Between 2011 and 2014, from Austria, later Croatia, Italy and back to Africa, specifically, Kenya, Udondian lifted Nigerian art through the critical art appreciation world. Shortly before embarking on her MFA in Columbia, the artist had Open Studio in Lagos, in which she shared some of her works and experience, from across the world. In Austria, she worked with students, made presentation on her works and discussed African arts. In Venice it was a special purpose art entity of Fondazione di Venezia, with the aim of promoting works of young, emerging artists from Africa.



Out of 145 young African artists who applied for the Venice, Italy-based residency Art Enclosures 2011, Udondian and a South African, Tamilyn Young, according to the organisers, were the only two beneficiaries. From Udondian’s work presented under the themes, Second Hand Museum and Venetian Portraits 2011, some of the installations she re-presented on slide during her Open Studio in Lagos included Nigerian female two-piece wear (buba and iro,) and that of male (buba and sokoto).

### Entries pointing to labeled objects
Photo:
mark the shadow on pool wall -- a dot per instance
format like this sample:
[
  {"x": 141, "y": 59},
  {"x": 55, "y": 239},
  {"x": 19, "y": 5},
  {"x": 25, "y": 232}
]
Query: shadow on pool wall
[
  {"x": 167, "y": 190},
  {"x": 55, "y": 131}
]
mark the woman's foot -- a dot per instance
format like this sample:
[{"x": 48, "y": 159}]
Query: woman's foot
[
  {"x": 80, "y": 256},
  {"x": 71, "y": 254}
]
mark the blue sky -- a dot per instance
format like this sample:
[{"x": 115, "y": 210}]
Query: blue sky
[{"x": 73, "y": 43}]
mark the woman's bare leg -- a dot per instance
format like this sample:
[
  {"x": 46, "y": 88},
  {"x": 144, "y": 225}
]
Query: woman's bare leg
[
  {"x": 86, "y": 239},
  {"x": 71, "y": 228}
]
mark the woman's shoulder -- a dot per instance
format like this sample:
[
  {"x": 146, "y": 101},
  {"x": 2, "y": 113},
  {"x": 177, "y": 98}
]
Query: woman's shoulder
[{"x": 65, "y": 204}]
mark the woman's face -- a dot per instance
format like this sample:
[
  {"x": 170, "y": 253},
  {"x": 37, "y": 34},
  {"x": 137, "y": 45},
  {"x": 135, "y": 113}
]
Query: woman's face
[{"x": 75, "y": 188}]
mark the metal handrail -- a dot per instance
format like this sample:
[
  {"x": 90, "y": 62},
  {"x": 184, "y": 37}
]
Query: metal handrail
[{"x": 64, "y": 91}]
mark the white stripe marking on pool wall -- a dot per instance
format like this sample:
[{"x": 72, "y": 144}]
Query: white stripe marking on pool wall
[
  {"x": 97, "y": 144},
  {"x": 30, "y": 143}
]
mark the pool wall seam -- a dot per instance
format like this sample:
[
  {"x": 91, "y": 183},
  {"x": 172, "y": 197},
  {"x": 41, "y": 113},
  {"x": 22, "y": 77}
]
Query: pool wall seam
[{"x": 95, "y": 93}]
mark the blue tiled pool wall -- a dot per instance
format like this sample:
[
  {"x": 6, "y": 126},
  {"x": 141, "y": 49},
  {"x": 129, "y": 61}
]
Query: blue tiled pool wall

...

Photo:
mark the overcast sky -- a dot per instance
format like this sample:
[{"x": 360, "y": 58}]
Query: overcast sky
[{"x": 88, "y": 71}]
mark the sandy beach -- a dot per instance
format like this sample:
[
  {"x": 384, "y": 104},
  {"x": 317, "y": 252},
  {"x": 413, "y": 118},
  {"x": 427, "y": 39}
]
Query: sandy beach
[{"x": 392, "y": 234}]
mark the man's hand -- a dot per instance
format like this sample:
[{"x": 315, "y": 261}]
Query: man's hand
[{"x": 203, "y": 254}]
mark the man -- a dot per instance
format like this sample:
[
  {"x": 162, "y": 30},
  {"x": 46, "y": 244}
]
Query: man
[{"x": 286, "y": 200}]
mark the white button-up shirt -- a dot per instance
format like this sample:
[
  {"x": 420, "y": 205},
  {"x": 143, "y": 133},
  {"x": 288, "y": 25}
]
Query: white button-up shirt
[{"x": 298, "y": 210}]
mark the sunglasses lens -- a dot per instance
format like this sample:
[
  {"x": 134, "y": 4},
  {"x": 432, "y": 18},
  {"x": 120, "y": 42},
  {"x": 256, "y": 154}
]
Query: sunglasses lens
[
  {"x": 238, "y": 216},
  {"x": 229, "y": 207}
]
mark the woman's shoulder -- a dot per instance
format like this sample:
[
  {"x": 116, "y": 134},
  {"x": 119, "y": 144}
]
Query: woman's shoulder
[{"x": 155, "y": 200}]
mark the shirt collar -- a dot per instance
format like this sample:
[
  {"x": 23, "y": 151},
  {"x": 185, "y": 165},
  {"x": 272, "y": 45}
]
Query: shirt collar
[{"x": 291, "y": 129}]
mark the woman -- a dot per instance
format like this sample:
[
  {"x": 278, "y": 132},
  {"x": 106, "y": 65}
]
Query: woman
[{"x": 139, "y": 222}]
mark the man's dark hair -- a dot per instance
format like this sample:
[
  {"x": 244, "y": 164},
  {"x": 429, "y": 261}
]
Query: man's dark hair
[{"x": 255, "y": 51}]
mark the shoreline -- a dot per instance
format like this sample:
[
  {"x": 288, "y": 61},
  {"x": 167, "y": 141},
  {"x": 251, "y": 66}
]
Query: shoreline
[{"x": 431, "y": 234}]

...

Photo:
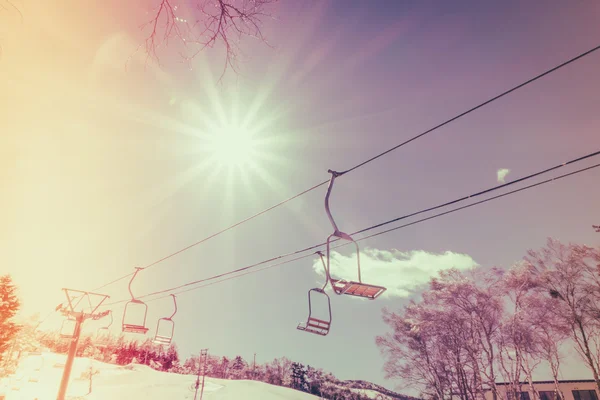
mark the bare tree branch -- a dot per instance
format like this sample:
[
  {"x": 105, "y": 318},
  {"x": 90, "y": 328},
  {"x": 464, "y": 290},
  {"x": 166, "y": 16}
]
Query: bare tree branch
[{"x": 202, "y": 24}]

### What is expected
Write the next part of the passage about Udondian's residencies and exhibitions abroad, starting after its final sentence.

### Expected answer
Making another history this year, Udondian, according to Guggenheim, is among a diverse group of 175 writers, scholars, artists, and scientists drawn from 53 scholarly disciplines and artistic fields, 78 different academic institutions, 31 states and the District of Columbia, and  two Canadian provinces. Few days ago, via Internet chat, the artist shared her journey through the process of picking the fellowship award. She disclosed how two concepts earned her the fellowship. "The first developed project continues to explore my interest in the transformation of space for shared community engagement." The space, she explained, is based on "where collective identities are forged and celebrated outside of a vociferous narrative of divisive nationalism that seems to be propagated by our society today."



Thematically, Udondian brings the project into a specific cultural context Identity. "The project is titled Àdápé II." Udondian explained that Àdápé, in Yoruba, translates as 'Àdá' (to create) and 'pe' (to complete or make it perfect.) The title Àdápé, she said, literally translates to creating a state of perfection. "This title is considered when thinking about the notions of Utopia," stated Udondian whose Lagos base seemed to have influenced the Yoruba contents in the project. "Àdápé is an attempt to create an ideal space of inclusiveness in collaboration with immigrant communities."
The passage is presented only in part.